■ WHAT TO WORK ON ■
Can you extract from the listing below, word for word, every line from the one containing "det: white cloud" through the one containing "(0, 370), (484, 488)", including both of those lines?

■ Excerpts from a detection dataset ■
────────────────────
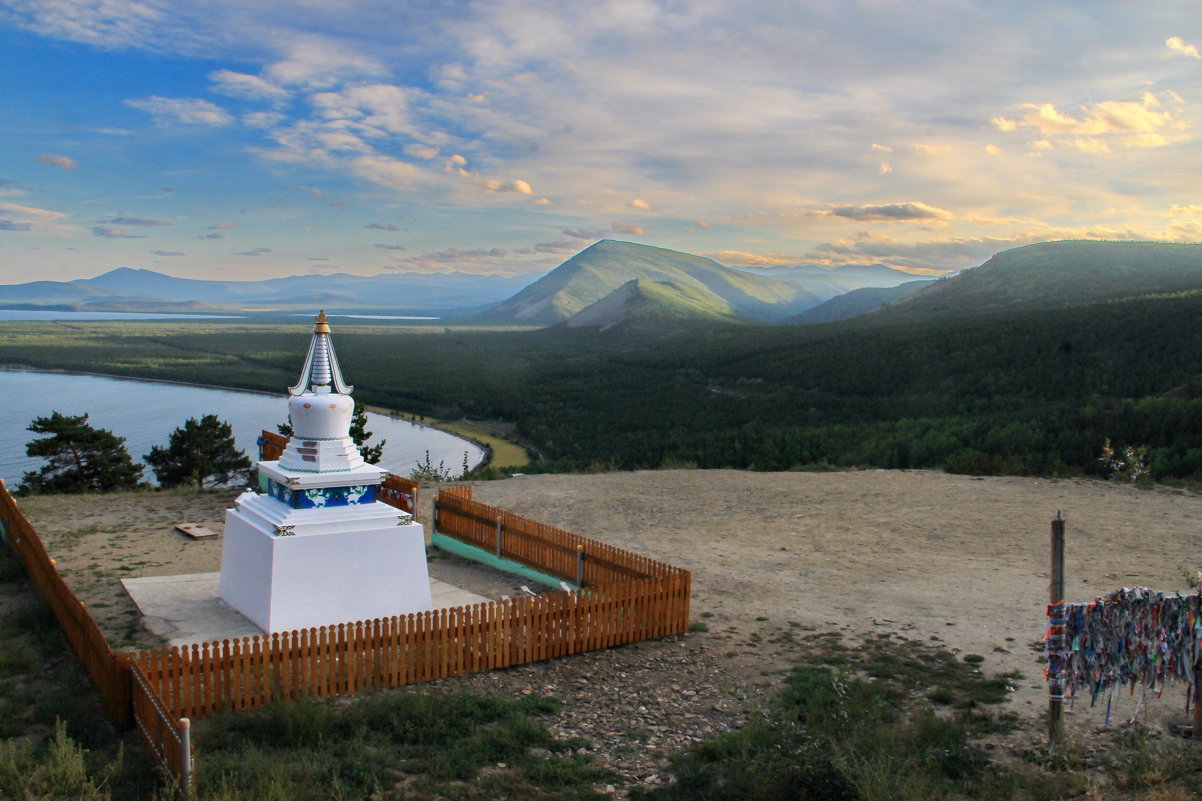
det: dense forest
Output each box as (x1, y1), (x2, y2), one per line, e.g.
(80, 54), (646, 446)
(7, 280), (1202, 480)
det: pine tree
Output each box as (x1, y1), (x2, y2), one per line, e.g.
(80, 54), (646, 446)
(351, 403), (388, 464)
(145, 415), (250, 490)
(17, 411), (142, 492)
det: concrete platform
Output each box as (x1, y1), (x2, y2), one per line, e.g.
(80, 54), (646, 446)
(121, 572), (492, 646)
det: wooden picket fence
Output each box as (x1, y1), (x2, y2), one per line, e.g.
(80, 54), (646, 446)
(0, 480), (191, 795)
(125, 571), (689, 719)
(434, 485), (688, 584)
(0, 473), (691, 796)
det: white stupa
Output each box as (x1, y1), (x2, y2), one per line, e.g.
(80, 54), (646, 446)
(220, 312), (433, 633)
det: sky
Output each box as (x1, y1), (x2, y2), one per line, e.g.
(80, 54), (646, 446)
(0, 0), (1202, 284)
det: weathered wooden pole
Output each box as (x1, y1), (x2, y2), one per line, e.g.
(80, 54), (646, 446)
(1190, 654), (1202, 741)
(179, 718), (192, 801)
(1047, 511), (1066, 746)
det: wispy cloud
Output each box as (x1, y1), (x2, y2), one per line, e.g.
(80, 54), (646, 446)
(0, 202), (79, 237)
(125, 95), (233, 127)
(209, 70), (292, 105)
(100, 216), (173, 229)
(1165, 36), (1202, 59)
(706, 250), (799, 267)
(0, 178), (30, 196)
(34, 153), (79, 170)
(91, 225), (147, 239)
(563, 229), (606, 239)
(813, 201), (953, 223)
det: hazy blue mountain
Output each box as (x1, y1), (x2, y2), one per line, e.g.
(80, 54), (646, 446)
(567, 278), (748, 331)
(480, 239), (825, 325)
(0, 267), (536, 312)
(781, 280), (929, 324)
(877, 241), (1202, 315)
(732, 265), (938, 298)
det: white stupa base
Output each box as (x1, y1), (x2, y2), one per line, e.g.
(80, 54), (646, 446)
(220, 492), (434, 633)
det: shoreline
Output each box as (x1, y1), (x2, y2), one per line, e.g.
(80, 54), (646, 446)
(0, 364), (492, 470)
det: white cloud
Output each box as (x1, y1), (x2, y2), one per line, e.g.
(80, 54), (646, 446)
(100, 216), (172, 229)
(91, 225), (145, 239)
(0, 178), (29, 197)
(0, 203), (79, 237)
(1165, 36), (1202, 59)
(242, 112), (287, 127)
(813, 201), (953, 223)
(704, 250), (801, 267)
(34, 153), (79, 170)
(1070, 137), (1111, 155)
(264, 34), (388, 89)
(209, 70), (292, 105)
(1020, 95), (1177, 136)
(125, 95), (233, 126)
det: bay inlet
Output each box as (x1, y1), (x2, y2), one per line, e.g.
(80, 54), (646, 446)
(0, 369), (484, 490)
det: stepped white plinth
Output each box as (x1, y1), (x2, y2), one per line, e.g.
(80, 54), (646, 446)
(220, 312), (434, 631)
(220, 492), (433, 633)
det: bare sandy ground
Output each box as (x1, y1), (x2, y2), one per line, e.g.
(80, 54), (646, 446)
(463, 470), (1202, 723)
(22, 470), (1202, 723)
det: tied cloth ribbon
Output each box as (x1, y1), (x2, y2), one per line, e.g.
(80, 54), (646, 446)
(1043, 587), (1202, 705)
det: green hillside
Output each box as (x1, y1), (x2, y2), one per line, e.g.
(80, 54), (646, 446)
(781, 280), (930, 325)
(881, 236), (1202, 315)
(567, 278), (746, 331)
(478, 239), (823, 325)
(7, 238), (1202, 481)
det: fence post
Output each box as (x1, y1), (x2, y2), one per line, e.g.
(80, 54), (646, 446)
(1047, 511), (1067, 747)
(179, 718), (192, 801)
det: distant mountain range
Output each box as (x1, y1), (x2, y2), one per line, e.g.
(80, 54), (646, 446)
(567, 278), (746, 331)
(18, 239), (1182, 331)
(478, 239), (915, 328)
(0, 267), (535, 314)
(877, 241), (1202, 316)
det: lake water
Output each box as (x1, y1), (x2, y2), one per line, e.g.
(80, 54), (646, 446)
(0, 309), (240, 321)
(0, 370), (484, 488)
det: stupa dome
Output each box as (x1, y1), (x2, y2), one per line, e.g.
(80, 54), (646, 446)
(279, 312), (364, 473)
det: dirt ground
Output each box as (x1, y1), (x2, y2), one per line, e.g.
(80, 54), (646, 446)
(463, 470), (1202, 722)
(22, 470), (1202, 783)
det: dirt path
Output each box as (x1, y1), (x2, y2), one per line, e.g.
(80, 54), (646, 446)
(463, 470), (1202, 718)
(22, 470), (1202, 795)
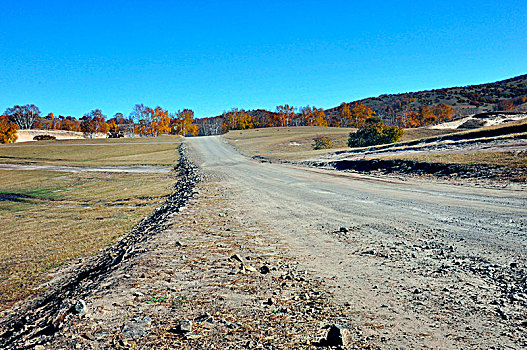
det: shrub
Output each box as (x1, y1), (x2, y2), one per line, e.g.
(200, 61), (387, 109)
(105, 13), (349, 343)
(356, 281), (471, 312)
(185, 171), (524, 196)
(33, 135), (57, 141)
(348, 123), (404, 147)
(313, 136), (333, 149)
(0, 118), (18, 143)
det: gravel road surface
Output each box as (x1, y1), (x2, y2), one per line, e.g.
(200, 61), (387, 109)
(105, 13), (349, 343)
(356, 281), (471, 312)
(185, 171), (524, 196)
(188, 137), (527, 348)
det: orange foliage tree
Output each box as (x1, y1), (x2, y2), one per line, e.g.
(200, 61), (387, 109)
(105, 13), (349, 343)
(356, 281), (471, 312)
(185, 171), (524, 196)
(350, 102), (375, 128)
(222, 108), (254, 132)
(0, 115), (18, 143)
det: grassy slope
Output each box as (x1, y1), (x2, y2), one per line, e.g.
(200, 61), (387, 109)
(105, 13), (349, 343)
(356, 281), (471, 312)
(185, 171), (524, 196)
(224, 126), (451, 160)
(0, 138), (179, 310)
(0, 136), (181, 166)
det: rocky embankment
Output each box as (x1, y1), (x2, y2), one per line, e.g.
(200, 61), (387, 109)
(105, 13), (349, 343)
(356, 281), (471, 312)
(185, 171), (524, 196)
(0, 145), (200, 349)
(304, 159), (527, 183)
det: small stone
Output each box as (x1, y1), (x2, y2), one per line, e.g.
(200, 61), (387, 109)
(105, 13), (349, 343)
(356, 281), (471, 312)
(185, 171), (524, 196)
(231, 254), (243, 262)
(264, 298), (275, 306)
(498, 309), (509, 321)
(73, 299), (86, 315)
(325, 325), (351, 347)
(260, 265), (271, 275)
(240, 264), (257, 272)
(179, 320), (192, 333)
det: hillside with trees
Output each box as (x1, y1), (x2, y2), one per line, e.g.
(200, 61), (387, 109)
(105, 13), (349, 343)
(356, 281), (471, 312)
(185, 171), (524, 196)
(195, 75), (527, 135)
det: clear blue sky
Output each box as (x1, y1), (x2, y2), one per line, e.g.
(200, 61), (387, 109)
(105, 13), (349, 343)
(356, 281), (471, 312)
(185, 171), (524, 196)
────────────────────
■ RESPONSE TO THIS TASK ■
det: white cloud
Output each box as (x1, y1), (x2, y2), one per line, e.g.
(80, 54), (646, 446)
(100, 216), (172, 229)
(91, 225), (145, 239)
(0, 178), (29, 197)
(0, 203), (79, 237)
(1165, 36), (1202, 59)
(242, 112), (287, 127)
(813, 201), (953, 223)
(704, 250), (801, 267)
(34, 153), (79, 170)
(1070, 137), (1111, 155)
(264, 34), (388, 89)
(209, 70), (292, 105)
(1020, 95), (1177, 136)
(125, 95), (233, 126)
det: bay inlet
Output each box as (x1, y1), (x2, y2), one per line, e.g.
(80, 54), (646, 446)
(0, 369), (484, 490)
det: stepped white plinth
Output each box as (x1, y1), (x2, y2), one per line, e.g.
(80, 54), (646, 446)
(220, 312), (434, 631)
(220, 492), (433, 633)
det: bare sandy ground
Output each box as (x1, y1), (x2, y2), one per line, e.g.
(80, 54), (646, 446)
(463, 470), (1202, 723)
(22, 470), (1202, 723)
det: tied cloth ribbon
Output each box as (x1, y1), (x2, y2), one per line, e.g.
(80, 54), (646, 446)
(1043, 587), (1202, 705)
det: green hillside
Output each box as (x1, y1), (x2, y2), one per line, e.g.
(80, 54), (646, 446)
(781, 280), (930, 325)
(881, 236), (1202, 315)
(567, 278), (746, 331)
(478, 239), (823, 325)
(7, 238), (1202, 481)
det: fence post
Output each box as (x1, y1), (x2, y2), one per line, e.g.
(80, 54), (646, 446)
(1047, 511), (1067, 747)
(179, 718), (192, 801)
det: distant mountain range
Output each box as (x1, y1), (x2, y2), one per line, e.g.
(80, 54), (646, 446)
(567, 278), (746, 331)
(18, 239), (1182, 331)
(478, 239), (915, 328)
(0, 267), (535, 314)
(877, 241), (1202, 316)
det: lake water
Output each box as (x1, y1), (x2, y2), one per line, e.g.
(80, 54), (646, 446)
(0, 309), (240, 321)
(0, 370), (484, 488)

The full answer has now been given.